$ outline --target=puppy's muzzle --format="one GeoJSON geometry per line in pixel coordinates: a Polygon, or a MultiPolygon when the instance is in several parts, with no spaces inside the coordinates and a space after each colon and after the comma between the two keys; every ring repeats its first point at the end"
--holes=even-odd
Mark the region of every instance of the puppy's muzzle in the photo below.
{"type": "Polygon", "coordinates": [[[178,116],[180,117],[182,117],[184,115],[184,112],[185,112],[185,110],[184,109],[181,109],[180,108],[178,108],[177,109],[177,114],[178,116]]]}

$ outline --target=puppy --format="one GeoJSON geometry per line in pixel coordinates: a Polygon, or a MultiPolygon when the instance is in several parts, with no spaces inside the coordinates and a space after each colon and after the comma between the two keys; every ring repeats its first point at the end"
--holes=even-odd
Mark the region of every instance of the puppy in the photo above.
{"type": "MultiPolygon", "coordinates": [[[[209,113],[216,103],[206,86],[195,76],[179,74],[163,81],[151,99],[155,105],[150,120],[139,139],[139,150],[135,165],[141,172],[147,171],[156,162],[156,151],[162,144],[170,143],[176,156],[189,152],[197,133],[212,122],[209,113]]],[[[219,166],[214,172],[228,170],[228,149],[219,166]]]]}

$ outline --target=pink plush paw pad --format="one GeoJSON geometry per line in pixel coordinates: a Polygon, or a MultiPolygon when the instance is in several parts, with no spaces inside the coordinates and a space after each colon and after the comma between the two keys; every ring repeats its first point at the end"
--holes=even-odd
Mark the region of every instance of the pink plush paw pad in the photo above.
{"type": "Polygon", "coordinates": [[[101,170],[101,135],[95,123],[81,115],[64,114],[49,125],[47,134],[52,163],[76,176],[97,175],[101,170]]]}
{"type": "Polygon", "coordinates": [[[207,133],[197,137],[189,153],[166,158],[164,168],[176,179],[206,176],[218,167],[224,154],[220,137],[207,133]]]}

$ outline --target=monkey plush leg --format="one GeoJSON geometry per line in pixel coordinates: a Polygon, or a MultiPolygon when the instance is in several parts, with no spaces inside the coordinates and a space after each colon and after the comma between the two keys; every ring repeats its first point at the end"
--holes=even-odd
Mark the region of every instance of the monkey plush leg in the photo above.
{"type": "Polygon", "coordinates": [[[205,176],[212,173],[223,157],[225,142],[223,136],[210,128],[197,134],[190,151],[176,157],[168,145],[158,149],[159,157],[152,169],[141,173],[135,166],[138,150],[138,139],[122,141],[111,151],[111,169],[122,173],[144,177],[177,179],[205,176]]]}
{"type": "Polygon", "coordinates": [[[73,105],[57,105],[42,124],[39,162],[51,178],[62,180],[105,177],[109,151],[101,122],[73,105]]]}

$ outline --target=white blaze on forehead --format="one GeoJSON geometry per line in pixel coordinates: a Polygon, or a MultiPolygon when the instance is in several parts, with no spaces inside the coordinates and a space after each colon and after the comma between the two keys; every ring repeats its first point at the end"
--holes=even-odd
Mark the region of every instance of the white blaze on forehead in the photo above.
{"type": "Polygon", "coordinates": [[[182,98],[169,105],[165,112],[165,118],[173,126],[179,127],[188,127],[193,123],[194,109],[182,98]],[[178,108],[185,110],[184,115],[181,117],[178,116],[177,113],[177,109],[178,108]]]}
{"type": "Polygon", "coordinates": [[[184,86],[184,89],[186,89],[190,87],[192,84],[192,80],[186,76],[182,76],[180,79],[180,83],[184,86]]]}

#####

Pick out each line in the records above that contains the string "puppy" and copy those lines.

$ outline --target=puppy's muzzle --format="one GeoJSON geometry per line in pixel coordinates: a Polygon, or a MultiPolygon when the instance is in several parts, with no spaces inside the coordinates and a space after each colon and after the comma between the two keys; every ring repeats its first point at the end"
Mark the region of every instance of the puppy's muzzle in the photo below.
$ outline --target=puppy --format="one GeoJSON geometry per line in pixel coordinates: a Polygon, or a MultiPolygon when the instance is in several parts, with no spaces inside the coordinates and a space after each colon and after the comma between the two keys; every ring repeats its first point at the end"
Mark the region of every instance of the puppy in the photo above.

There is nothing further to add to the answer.